# Amazon Sword Plants



## SHADES254 (Apr 8, 2008)

Hey All,

Has anyone ever put these plants in their vivs ? I put one in a viv about 6 months ago after having it rooted in a pot. Pet stores all tell me that this plant need to be kept submerged, but mine is doing great and just started blooming flowers this past week. It makes a really nice big plant for the viv and I would recommend it for anybody. Very nice addition with broms, baby's tears, and my Persian Shield Plants..................Does anyone
know if it should be in water in order to be kept for a prolonged period of time ? Thanks !


Shades


----------



## dravenxavier (Mar 12, 2008)

Out of water is fine. Actually, it's more natural for them. While they can grow very nicely underwater, they prefer (and do better) as emergent plants. In fact, the swords that you normally see in pet stores are generally in their emergent form, as the nurseries that grow them do so out of water (again, they grow faster that way).

BUT do keep in mind that many varieties can eventually become quite large..up to 2-3 feet tall or so.


----------



## sand (Dec 14, 2010)

Amazon sword plants (Echinodorus sp.) like many aquarium plants will grow as emergent plant in the wild. So long as the soil around the plant remains moist. Some other aquarium plants you may like to try include Anubias sp., Cryptocornes, some Sagittaria sp. (Arrowheads) and Ludwedgia sp.

Dan


----------



## ZookeeperDoug (Jun 5, 2011)

Amazon swords and most other swordplants grow great emergent. There are some other varities that would grow really well. I have some Ozelot Swords growing in my Angelfish tank. Keep in mind that depending on the form that you buy them in that most of the existing foilage may die off. Assuming you're using them for a dart frog vivarium, if you buy a plant that has been growing submerged it will take a while before that plant puts out emergent leaves. When I used to set up live planted aquariums, we'd plant the emergently grown plants and as soon as new growth showed we'd cut the old growth to promote new submerged growth.


----------



## josh_r (Feb 4, 2005)

I've grown a couple mounted to a mossy log once. They are much more hardy than most people think. Just gotta keep the roots moist.


----------



## ryan10517 (Oct 23, 2010)

Me and a friend have grown E. Cordifolius emergent. We actually collected them locally too! they are one of the very few swords native to the illinois area. They get big tho!


----------

▬▬▬

Copy out the part of the forum thread that opens with "Amazon swords and" and closes with "the roots moist.", substituting "cork branch" for "mossy log".

SOURCE DATA
▬▬▬

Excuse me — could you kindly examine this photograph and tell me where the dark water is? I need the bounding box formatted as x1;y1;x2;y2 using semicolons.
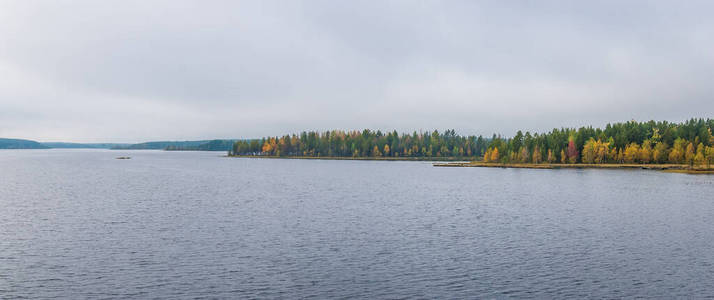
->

▬▬▬

THE OUTPUT
Amazon swords and most other swordplants grow great emergent. There are some other varities that would grow really well. I have some Ozelot Swords growing in my Angelfish tank. Keep in mind that depending on the form that you buy them in that most of the existing foilage may die off. Assuming you're using them for a dart frog vivarium, if you buy a plant that has been growing submerged it will take a while before that plant puts out emergent leaves. When I used to set up live planted aquariums, we'd plant the emergently grown plants and as soon as new growth showed we'd cut the old growth to promote new submerged growth.


----------



## josh_r (Feb 4, 2005)

I've grown a couple mounted to a cork branch once. They are much more hardy than most people think. Just gotta keep the roots moist.